◆ PASSAGE:
The Department of Health and Human Services says once and for all it will not qualify employer-sponsored health plans that fail to cover inpatient hospitalization as meeting the minimum value health plan standard under the Affordable Care Act.
In a final rule published today in the Federal Register, HHS says in order to qualify as a minimum value plan under the ACA, an employer plan must provide substantial coverage of both inpatient hospital services and physician services.
We have concluded that plans that omit these types of coverage fail to meet universally accepted minimum standards of value expected from, and inherent in the nature of, any arrangement that can reasonably be called a health plan intended to provide the primary health coverage for employees, the final rule states.
See related: IRS closes ACA minimum value health plan loophole
Promoters of the plans had argued they satisfy the 60% actuarial value definition of minimum value within the meaning of the ACA as determined through use of an online minimum value calculator released by the HHS.
The allure of these plans to some employers was that they could offer the plans at relatively inexpensive price points and insulate themselves from potential penalties under both prongs of the employer mandate, Edward Fensholt, director of compliance services for Kansas City, Mo,-based Lockton Benefits Group.Fensholt says in a legal alert on the subject.
The plans were also widely received by low-income workers in relatively good health that didnt want to pay for inpatient coverage they may never use, Mitchell Besvinick, president of Innobenefits told attendees of the Workplace Benefits Renaissance in Atlantic City this week.
HHS, however, says allowing these designs to be treated as providing minimum value not only would allow an employer to avoid the shared responsibility payment that the statute imposes when an employer does not offer its full-time employees adequate health coverage, but would adversely affect employees (particularly those with significant health risks) who understandably would find this coverage unacceptable, by denying them access to a premium tax credit for individual coverage purchased through an exchange.

◆ DATA PROVIDED:
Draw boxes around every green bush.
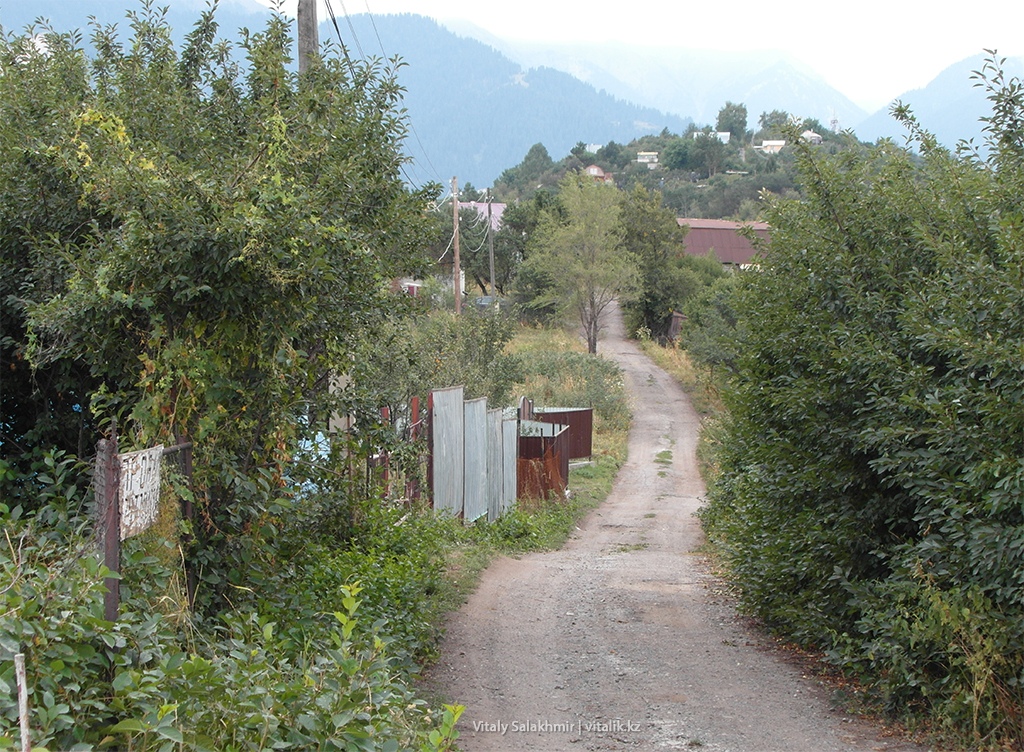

◆ EXERCISES TO COMPLETE:
a – Reproduce the article on minimum value health plans from "The allure of" to "City this week.".
b – According to the article on minimum value health plans, what must an employer plan provide to qualify as a minimum value plan under the final rule?

◆ ANSWERS TO THE EXERCISES:
a –
The allure of these plans to some employers was that they could offer the plans at relatively inexpensive price points and insulate themselves from potential penalties under both prongs of the employer mandate, Edward Fensholt, director of compliance services for Kansas City, Mo,-based Lockton Benefits Group.Fensholt says in a legal alert on the subject.
The plans were also widely received by low-income workers in relatively good health that didnt want to pay for inpatient coverage they may never use, Mitchell Besvinick, president of Innobenefits told attendees of the Workplace Benefits Renaissance in Atlantic City this week.

b – Substantial coverage of both inpatient hospital services and physician services.